### Written instruction
Transcribe the data below word for word, starting at the line that contains "of the paved" and ending at the line that contains "Target: paved freeway lane". Include both of those lines and nothing else.

### Recorded information
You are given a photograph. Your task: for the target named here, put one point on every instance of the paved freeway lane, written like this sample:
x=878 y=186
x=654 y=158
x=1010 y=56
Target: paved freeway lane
---
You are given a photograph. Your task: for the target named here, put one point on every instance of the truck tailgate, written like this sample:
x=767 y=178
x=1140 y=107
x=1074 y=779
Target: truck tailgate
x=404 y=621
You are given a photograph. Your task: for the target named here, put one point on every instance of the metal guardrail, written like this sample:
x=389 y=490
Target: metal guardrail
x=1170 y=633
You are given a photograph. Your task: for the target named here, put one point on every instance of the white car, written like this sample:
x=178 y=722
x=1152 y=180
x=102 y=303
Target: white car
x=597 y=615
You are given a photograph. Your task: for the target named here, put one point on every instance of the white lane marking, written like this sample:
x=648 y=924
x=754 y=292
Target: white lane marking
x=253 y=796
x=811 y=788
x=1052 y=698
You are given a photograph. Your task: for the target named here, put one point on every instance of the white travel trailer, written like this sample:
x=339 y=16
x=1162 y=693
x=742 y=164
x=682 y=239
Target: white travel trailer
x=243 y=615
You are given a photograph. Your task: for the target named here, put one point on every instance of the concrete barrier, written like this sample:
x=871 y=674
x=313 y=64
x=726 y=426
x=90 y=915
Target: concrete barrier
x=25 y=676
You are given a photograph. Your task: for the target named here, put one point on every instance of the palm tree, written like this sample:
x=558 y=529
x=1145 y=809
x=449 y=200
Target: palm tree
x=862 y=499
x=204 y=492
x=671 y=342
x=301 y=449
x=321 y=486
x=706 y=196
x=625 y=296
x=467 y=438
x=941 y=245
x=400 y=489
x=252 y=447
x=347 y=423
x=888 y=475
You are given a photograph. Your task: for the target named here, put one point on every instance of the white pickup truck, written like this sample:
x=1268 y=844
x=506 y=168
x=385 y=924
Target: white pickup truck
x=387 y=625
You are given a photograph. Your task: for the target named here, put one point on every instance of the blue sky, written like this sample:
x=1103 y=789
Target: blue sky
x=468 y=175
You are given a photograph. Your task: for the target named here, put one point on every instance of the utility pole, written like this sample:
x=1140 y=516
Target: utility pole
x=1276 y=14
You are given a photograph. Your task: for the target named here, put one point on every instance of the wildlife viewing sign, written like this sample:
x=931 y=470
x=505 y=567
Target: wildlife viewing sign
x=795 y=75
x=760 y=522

### Task result
You are given a photograph. Your task: for the target named here, put one point on every instance of the paved freeway lane, written like this sample:
x=878 y=186
x=654 y=158
x=1010 y=56
Target: paved freeway lane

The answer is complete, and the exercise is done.